(Dataset entries)

+-------+

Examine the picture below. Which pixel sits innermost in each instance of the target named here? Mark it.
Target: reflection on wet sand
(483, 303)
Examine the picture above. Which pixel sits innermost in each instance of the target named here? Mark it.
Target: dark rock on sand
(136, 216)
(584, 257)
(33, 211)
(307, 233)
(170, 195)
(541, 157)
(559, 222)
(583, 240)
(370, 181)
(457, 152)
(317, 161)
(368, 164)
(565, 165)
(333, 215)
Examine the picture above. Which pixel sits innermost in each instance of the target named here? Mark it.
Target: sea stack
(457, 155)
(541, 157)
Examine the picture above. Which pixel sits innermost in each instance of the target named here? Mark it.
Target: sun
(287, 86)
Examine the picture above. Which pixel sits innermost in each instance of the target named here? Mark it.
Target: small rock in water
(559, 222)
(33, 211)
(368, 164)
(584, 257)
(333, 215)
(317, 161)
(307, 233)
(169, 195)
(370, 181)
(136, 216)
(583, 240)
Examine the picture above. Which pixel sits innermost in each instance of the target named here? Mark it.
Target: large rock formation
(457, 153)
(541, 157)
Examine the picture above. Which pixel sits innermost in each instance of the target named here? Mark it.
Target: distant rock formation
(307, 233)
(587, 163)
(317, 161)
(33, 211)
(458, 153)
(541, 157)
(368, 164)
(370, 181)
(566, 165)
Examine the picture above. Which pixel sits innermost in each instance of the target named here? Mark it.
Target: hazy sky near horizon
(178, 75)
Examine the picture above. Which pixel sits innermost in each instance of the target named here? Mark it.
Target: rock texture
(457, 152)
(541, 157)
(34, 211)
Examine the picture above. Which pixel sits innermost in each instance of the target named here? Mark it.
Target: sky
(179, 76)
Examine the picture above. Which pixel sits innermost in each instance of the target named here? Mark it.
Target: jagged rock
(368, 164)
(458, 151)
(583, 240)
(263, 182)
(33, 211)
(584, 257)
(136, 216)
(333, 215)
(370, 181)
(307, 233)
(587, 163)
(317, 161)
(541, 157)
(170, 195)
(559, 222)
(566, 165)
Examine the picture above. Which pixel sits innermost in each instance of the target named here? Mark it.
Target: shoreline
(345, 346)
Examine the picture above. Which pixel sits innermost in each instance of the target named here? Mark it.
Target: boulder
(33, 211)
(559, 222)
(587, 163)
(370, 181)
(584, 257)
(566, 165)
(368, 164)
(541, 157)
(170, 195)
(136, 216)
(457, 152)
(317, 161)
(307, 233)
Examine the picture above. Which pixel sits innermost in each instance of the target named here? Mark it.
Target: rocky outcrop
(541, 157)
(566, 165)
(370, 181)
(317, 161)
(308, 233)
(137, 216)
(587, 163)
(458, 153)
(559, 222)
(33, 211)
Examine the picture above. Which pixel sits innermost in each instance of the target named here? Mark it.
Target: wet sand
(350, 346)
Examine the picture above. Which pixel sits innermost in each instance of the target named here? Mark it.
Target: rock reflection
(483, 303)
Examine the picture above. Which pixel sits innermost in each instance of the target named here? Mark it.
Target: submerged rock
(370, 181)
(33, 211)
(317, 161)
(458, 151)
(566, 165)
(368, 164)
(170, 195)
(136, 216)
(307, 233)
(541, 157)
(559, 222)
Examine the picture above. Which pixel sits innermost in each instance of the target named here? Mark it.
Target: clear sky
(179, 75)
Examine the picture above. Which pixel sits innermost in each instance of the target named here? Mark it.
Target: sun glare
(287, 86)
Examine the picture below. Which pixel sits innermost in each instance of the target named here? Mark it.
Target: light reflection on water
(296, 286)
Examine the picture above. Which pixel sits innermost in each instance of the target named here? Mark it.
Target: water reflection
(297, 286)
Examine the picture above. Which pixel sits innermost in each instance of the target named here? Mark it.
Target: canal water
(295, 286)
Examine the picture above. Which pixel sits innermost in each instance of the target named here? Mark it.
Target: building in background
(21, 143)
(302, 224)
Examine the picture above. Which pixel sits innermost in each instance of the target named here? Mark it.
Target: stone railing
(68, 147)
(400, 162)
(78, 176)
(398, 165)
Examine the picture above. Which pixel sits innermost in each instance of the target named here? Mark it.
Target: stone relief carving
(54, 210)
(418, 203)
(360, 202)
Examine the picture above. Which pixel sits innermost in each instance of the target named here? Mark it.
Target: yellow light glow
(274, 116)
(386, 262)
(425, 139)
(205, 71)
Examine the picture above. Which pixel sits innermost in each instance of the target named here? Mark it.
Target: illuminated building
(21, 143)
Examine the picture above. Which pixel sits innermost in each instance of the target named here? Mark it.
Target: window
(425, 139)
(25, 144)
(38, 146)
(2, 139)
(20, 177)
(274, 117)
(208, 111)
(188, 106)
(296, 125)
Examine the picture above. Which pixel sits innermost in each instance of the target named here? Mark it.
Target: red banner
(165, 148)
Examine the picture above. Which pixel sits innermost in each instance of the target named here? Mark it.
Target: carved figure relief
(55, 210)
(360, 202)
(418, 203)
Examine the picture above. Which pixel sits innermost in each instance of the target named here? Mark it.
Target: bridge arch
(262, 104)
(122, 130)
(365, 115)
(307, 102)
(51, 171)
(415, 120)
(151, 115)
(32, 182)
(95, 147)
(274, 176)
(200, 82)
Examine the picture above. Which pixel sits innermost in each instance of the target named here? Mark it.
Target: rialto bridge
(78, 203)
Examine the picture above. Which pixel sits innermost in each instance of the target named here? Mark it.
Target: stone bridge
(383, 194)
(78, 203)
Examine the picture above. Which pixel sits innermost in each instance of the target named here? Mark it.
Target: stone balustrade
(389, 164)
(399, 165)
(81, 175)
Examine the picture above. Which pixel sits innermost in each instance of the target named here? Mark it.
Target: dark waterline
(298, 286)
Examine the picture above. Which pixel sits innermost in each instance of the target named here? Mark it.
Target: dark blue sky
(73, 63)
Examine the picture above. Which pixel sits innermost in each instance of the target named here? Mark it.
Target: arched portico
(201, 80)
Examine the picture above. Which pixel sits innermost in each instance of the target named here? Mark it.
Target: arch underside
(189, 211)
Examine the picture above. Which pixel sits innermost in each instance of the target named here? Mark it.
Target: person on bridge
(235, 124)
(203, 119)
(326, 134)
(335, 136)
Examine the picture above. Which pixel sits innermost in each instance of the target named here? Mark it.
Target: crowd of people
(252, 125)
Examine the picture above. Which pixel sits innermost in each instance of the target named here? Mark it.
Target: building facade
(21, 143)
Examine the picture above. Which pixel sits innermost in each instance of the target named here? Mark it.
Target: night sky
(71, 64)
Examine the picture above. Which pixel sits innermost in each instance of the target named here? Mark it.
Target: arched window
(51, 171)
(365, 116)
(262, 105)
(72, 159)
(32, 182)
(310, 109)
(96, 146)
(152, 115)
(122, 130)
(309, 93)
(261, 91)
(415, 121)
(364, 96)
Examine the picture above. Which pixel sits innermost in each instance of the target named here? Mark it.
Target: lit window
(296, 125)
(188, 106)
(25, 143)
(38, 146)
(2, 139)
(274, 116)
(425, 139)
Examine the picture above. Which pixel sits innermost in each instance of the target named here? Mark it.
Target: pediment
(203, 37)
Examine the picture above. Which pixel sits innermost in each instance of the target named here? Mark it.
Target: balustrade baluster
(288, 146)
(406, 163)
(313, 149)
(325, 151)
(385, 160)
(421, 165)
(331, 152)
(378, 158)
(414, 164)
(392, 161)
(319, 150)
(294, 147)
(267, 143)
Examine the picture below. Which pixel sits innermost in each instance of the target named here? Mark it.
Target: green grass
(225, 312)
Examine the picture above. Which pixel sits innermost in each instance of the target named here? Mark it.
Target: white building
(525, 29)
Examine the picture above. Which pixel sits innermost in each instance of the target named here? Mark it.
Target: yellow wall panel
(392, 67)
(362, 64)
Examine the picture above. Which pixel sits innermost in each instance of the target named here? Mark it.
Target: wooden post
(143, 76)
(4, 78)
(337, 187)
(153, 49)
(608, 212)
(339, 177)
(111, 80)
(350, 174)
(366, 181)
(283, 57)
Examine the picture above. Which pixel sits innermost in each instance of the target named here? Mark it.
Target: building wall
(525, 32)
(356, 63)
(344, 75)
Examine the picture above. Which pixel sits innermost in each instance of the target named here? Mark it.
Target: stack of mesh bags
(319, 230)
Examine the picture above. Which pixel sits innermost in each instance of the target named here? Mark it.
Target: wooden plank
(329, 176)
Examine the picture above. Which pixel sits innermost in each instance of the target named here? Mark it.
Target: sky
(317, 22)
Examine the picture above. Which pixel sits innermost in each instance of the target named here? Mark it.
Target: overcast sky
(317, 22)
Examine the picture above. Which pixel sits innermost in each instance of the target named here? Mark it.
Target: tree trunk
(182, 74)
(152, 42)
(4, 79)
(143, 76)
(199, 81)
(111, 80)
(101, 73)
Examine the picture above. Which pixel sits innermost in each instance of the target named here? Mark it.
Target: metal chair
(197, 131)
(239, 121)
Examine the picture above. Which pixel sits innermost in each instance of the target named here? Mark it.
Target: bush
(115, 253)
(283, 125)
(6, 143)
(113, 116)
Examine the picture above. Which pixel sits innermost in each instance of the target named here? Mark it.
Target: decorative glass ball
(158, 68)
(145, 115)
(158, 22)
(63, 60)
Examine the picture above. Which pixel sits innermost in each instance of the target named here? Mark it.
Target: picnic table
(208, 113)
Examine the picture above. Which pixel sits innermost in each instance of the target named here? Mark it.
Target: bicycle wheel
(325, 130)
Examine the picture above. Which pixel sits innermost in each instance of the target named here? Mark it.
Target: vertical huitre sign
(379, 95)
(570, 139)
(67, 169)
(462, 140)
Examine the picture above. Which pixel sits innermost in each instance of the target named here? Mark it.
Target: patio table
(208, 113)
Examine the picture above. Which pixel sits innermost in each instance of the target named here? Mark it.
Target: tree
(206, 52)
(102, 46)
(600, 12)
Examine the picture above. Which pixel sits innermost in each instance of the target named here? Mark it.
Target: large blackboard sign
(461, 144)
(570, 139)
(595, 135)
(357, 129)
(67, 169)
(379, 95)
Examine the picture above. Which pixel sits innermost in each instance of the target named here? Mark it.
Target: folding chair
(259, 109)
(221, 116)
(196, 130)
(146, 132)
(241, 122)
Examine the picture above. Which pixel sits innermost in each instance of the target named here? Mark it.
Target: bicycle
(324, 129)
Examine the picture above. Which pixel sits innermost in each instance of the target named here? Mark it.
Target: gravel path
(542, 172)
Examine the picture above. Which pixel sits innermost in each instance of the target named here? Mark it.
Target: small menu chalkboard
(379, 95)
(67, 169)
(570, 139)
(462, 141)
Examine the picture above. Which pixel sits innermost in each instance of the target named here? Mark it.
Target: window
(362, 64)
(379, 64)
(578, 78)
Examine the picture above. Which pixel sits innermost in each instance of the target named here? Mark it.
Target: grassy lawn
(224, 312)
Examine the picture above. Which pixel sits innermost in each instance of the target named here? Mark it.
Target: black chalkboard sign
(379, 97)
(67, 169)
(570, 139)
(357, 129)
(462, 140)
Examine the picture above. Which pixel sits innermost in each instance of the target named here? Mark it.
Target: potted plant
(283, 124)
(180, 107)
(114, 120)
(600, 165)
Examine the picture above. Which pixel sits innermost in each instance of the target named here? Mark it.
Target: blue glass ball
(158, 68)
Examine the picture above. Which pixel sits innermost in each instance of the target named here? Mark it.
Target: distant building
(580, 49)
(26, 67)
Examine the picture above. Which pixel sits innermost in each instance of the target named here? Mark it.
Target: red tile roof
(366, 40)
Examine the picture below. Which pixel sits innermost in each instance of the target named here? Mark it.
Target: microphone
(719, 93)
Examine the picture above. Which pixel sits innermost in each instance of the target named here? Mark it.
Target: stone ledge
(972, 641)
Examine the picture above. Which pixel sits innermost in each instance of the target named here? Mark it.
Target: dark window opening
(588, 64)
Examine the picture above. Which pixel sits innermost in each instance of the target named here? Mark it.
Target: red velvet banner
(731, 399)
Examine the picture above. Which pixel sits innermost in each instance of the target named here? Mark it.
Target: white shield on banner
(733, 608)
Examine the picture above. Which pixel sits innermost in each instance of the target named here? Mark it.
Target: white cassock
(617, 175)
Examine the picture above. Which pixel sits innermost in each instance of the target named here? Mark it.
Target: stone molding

+-------+

**Try it**
Exactly the lines from the one containing "Target: white shield on banner" to the final line of the data, both included, should be printed, and nothing more.

**Exercise response**
Target: white shield on banner
(733, 608)
Examine the picture above. Which pixel sits innermost in each instance of the target named here? Mark it.
Target: white cassock
(617, 175)
Examine the picture above. Which pixel sits innermost in each instance of the target named here? Mark it.
Target: stone molding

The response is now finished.